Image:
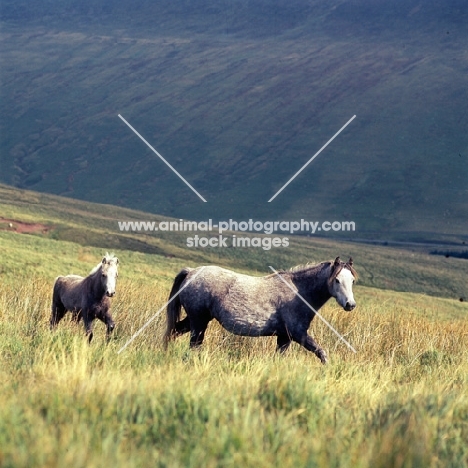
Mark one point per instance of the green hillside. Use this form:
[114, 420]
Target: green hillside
[85, 225]
[238, 95]
[400, 400]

▬▬▬

Reproduce all of the material above word for word, omitting the picture.

Image:
Mark one point per instance of the green hillside. Use this form:
[114, 420]
Target: green hillside
[85, 225]
[238, 95]
[400, 400]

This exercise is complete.